== Required work ==
Please mark each statement below yes or no according to the eucalyptus introduction, quoting the words from it that decide: 1. Eucalyptus species are considered the most notorious allelopathic trees causing understory suppression. 2. Soil under Eucalyptus showed a decrease in cation exchange capacity. 3. Ground vegetation beneath Eucalyptus tends to be concentrated in drier spots.

S.M. El-Darier , 2002. Allelopathic Effects of Eucalyptus rostrata on Growth, Nutrient Uptake and Metabolite Accumulation of Vicia faba L. and Zea mays L.. Pakistan Journal of Biological Sciences, 5: 6-11.

DOI: 10.3923/pjbs.2002.6.11

URL: https://scialert.net/abstract/?doi=pjbs.2002.6.11

Introduction

The interaction of plants through chemical signals ‘allelopathy’ has many possible agricultural and ecological applications (Nelson, 1996). The interest in diversifying farm income and reducing environmental impacts on agriculture has led to the development of alley cropping systems in many districts in the Nile Valley and some irrigated areas in the north western desert of Egypt. Similar to these types of production systems, trees and or shrubs are established in hedge rows on crop land with agronomic crops, young fruit trees or pasture grasses cultivated in the alleys (Jose and Gillespie, 1998). The crops most often planted in these regions include maize (Zea mays L.), broad bean (Vicia faba L.), wheat (Triticum spp.), barley (Hordeum vulgare L.), berseem (Trifolium alexandrinum L.), potato (Solanum tuberosum L.), tomato (Lycopersicon esculentum Mill.) and other vegetables combined with trees such as Eucalyptus spp., Casuarina spp., Salix spp., Morus spp., Date palm and others. The Eucalyptus species are considered the most notorious of allelopathic trees causing understory suppression specially in dry climates and when water is scarce (rainfall<400mm) (May and Ash, 1990; Thor, 1997). Debris from the tree pruning and litter reduces agricultural yields, whereas the leaves are unpalatable and possibly allelopathic to pasture growth (Anderson, 1990). Several studies (Alexander, 1989; Kohli et al., 1988; Moore, 1997; Paulino et al., 1987) revealed that large areas of the ground surface beneath the Eucalyptus remains completely bare and ground vegetation is very limited in extent, tending to be concentrated in wetter hollows. Evidences were obtained about the progressive degradation of the soil under Eucalyptus through the increase of cation exchange capacity (CEC) and the decrease in both pH and base saturation (Alexander, 1989).

== Free-text descriptions of objects ==
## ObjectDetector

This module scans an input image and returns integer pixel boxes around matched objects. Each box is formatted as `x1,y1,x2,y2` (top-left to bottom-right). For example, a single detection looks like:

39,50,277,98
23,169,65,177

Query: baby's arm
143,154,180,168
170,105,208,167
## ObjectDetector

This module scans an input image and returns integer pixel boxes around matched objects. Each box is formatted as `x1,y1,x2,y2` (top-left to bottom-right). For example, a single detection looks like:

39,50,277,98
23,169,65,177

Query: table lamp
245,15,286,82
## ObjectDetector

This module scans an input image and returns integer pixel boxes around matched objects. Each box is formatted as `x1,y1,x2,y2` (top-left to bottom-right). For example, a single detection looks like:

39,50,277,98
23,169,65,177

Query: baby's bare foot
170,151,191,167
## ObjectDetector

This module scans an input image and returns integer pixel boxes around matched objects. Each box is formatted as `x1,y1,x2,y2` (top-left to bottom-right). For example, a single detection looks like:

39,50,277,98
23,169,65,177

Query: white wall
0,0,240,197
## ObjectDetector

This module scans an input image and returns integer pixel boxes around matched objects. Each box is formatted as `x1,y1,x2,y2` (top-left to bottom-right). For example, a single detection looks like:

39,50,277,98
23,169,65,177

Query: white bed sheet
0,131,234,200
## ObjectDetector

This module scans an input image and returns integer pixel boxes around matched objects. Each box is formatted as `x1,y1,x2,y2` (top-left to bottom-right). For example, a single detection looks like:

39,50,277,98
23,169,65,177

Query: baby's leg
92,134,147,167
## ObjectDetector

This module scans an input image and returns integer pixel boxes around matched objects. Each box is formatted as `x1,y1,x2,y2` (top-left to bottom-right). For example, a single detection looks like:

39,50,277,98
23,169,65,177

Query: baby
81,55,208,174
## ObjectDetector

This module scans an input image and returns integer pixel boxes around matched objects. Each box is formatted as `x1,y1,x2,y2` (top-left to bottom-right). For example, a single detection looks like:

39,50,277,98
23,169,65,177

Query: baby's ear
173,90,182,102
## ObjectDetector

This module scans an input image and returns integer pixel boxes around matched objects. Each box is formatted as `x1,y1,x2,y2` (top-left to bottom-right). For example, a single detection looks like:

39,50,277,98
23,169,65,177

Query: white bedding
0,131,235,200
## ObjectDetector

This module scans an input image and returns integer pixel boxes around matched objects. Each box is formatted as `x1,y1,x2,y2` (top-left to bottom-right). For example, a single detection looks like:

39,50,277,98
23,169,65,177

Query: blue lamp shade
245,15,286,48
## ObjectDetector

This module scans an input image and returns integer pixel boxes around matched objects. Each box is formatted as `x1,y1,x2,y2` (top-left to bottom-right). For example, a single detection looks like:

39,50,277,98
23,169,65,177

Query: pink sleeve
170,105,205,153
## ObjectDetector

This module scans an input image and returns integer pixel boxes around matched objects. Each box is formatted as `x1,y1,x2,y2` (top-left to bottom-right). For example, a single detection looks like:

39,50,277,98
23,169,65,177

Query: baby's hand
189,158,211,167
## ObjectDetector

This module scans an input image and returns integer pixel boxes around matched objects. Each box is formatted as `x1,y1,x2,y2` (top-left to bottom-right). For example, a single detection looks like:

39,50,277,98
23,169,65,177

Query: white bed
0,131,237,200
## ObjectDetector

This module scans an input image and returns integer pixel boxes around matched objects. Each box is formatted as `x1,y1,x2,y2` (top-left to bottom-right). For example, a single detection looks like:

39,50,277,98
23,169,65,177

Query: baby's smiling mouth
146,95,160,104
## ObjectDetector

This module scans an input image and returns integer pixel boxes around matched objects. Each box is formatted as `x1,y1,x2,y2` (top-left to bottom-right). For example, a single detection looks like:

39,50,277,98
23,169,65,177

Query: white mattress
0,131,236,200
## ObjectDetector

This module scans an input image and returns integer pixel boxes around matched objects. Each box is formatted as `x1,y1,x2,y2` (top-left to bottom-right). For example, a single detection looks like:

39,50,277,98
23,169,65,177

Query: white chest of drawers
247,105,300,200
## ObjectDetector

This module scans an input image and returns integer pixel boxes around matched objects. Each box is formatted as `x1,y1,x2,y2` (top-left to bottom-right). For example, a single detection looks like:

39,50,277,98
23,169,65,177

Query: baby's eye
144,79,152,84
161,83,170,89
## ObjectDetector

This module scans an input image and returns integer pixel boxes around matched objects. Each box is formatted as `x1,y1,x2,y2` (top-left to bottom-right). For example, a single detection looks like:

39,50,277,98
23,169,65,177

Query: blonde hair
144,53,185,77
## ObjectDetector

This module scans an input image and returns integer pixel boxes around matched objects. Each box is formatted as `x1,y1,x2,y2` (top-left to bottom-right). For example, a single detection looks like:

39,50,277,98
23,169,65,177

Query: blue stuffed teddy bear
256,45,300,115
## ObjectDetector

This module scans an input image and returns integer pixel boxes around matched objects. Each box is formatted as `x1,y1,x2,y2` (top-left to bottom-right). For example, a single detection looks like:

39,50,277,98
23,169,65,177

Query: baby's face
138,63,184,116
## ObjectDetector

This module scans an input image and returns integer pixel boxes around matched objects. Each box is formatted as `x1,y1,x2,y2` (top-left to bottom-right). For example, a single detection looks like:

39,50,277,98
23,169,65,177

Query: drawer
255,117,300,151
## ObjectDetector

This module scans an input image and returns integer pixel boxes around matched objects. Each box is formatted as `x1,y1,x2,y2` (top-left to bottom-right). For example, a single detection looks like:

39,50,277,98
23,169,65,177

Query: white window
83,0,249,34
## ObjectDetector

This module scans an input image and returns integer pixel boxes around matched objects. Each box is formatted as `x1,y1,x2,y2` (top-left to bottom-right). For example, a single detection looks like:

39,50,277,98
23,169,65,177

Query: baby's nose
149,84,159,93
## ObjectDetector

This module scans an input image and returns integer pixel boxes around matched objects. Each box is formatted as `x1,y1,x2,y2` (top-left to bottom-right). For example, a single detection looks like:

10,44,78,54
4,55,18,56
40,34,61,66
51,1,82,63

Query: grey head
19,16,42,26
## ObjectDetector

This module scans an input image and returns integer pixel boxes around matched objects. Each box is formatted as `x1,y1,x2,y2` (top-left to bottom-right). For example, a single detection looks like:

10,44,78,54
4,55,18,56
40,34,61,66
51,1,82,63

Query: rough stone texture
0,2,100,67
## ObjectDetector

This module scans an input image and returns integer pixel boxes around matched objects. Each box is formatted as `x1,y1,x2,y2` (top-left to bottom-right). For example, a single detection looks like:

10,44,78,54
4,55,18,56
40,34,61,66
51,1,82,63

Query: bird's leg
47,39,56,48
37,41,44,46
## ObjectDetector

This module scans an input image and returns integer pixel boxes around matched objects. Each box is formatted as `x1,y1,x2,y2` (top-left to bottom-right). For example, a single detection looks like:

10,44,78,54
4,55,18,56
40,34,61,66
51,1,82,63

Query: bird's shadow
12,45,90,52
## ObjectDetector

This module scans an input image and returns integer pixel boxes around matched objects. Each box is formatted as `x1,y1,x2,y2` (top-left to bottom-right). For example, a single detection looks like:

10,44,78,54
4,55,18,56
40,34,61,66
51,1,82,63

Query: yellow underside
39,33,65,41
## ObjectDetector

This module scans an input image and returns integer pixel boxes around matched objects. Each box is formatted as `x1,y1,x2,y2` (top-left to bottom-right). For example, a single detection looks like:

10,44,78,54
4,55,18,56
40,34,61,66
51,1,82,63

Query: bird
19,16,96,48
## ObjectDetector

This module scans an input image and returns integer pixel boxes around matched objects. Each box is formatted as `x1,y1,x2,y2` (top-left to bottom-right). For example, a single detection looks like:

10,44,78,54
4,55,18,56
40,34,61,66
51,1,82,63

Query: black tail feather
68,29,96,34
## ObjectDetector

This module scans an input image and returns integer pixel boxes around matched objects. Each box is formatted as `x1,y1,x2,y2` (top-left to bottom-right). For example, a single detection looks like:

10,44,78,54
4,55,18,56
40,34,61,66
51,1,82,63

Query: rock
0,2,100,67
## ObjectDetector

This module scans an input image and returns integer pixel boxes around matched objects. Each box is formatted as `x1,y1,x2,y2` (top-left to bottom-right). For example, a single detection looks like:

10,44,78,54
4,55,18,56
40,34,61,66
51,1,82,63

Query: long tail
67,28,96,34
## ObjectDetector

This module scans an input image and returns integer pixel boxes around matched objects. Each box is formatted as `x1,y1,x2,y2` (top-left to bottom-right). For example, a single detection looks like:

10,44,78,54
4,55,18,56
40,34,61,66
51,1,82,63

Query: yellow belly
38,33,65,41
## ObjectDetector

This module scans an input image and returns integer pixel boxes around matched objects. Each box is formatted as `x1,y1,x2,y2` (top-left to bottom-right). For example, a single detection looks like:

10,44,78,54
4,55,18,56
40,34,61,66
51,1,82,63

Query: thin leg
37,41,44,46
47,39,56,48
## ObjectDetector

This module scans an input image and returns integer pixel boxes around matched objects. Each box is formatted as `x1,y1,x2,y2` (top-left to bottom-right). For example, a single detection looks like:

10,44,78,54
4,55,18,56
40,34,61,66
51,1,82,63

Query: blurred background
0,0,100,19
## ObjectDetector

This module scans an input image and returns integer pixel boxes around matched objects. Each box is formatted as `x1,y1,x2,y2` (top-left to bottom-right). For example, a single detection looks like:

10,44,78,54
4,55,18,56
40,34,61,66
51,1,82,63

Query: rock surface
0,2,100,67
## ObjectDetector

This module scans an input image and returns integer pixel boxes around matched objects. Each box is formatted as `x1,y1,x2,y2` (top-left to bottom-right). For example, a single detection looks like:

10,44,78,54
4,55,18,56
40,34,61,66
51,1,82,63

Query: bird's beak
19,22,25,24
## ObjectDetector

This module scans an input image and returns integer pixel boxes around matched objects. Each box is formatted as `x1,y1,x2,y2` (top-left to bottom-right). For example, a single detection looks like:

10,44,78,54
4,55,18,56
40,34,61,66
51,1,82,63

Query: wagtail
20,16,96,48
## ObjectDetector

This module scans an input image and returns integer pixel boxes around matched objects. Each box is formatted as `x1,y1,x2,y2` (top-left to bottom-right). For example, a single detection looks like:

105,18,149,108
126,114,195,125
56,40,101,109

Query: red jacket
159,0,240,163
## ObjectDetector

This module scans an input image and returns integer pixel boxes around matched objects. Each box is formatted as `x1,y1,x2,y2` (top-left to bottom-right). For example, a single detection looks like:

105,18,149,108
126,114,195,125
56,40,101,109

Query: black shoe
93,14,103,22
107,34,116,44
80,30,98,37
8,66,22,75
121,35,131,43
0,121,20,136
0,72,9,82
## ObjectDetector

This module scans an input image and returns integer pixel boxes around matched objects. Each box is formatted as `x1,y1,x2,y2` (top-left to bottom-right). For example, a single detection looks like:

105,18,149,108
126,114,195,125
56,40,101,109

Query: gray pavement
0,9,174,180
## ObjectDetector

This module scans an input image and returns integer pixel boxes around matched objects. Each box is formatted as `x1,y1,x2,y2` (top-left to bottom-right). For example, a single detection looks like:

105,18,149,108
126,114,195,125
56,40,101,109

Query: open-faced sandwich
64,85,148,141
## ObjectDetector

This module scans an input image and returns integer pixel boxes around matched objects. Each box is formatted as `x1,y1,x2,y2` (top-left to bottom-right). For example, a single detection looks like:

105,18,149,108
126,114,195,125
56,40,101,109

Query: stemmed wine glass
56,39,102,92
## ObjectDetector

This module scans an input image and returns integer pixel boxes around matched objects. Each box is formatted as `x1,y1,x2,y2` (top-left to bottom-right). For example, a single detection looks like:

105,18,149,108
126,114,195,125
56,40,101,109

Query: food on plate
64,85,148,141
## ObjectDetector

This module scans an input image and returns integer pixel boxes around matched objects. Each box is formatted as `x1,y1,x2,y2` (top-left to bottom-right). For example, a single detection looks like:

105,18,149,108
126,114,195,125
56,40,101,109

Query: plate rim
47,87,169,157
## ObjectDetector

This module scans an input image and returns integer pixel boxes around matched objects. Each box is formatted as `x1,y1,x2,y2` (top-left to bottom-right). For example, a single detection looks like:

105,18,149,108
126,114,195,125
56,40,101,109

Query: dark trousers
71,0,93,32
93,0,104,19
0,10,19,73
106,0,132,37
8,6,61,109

== Your solution ==
1. Yes: "The Eucalyptus species are considered the most notorious of allelopathic trees causing understory suppression"
2. No: "the increase of cation exchange capacity (CEC) and the decrease in both pH and base saturation"
3. No: "tending to be concentrated in wetter hollows"